Stored entries
* * *
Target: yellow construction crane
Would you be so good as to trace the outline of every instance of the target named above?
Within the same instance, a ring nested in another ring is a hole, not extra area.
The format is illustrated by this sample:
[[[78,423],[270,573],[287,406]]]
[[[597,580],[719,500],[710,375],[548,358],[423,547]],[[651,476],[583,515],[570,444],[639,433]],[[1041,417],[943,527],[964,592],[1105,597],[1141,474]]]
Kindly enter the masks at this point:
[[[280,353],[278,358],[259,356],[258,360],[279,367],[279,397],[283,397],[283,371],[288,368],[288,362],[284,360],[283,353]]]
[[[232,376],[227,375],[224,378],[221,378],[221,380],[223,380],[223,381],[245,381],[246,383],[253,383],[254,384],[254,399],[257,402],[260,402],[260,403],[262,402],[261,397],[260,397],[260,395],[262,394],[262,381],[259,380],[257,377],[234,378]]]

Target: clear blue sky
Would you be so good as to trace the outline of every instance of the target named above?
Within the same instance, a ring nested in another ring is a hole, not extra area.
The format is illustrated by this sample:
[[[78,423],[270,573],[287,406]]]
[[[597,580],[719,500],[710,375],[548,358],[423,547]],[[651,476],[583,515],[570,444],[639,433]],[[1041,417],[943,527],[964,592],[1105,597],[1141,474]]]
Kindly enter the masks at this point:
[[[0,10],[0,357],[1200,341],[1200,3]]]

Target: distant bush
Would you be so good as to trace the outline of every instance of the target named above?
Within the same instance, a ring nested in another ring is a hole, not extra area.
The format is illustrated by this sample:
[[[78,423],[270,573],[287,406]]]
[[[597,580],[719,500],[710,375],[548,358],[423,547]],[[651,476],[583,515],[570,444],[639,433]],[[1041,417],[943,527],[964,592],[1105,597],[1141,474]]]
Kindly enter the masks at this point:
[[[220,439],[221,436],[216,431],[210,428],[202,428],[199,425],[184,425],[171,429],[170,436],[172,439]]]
* * *
All the records above need to be printed exactly.

• _Result of the exercise_:
Target: yellow construction crane
Would you be so good as to trace the outline of every instance of the target named above?
Within the same instance, a ring nested in another ring is a hole, not extra area.
The format is illustrated by this sample:
[[[78,423],[270,573],[287,406]]]
[[[597,580],[719,500],[710,375],[548,358],[423,547]],[[651,476],[583,515],[570,444],[639,433]],[[1041,417],[943,527],[964,592],[1105,597],[1141,474]]]
Kindly enter the masks at this point:
[[[280,353],[278,358],[259,356],[258,360],[279,367],[279,397],[283,397],[283,371],[288,368],[288,362],[284,360],[283,353]]]
[[[232,376],[227,375],[224,378],[221,378],[221,380],[223,380],[223,381],[245,381],[246,383],[253,383],[254,384],[254,399],[257,402],[260,402],[260,403],[262,402],[261,397],[260,397],[260,395],[262,394],[262,381],[259,380],[257,377],[234,378]]]

Target: clear blue sky
Would you be so good as to trace the outline of every instance of the target named above?
Within the same instance, a ring nested in another ring is a hole, not extra area.
The format is illustrated by this sample:
[[[78,423],[270,573],[287,406]]]
[[[597,580],[719,500],[710,375],[548,358],[423,547]],[[651,476],[583,515],[570,444],[639,433]],[[1041,417],[943,527],[964,592],[1105,597],[1141,474]]]
Kindly enter the masks at this point:
[[[0,10],[0,357],[1200,341],[1200,3]]]

Target: distant bush
Would you be so good as to trace the outline of every instance of the target named above?
Within the same instance, a ring nested in another ring is a hole, not extra area.
The format is illustrated by this sample:
[[[78,423],[270,573],[287,406]]]
[[[597,580],[719,500],[710,375],[548,358],[423,547]],[[651,476],[583,515],[570,444],[639,433]],[[1041,417],[943,527],[964,592],[1105,597],[1141,474]]]
Kindly enter the masks at this point:
[[[220,439],[221,436],[216,431],[210,428],[202,428],[199,425],[184,425],[171,429],[170,436],[172,439]]]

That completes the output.